Your assignment ▸ Only the lines running from the line with "Please point out the shadow" to the end of the records below belong in the answer, each copied exactly.
::::::
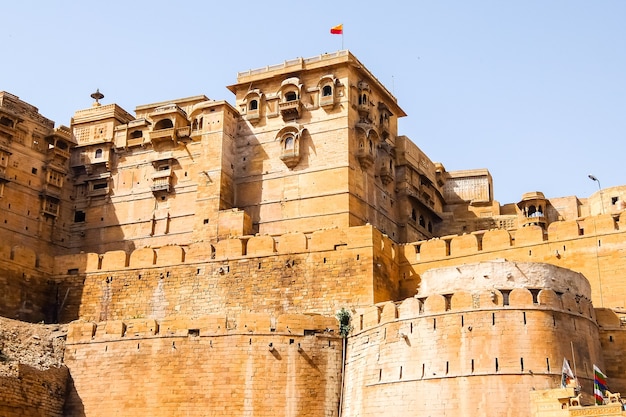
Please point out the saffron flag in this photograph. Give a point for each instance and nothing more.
(599, 385)
(337, 30)
(567, 376)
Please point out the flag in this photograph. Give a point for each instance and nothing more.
(337, 30)
(567, 376)
(599, 385)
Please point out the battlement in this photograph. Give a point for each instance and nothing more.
(208, 325)
(227, 249)
(499, 239)
(463, 301)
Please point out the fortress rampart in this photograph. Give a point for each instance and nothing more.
(32, 392)
(25, 286)
(294, 273)
(457, 353)
(248, 364)
(592, 246)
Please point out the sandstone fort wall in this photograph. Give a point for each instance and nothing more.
(593, 247)
(293, 273)
(25, 287)
(461, 354)
(249, 364)
(33, 393)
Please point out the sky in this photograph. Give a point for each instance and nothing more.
(534, 91)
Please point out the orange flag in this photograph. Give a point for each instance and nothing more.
(337, 30)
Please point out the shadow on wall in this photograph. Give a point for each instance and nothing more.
(73, 403)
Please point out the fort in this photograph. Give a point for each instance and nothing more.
(192, 258)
::::::
Solution to the exercise ▸
Please point out the shadow on wall in this photograph. Give a point for each instance and nothing more.
(73, 403)
Please point out the fort in this photograph. Give a point for each instance and nothing more.
(192, 258)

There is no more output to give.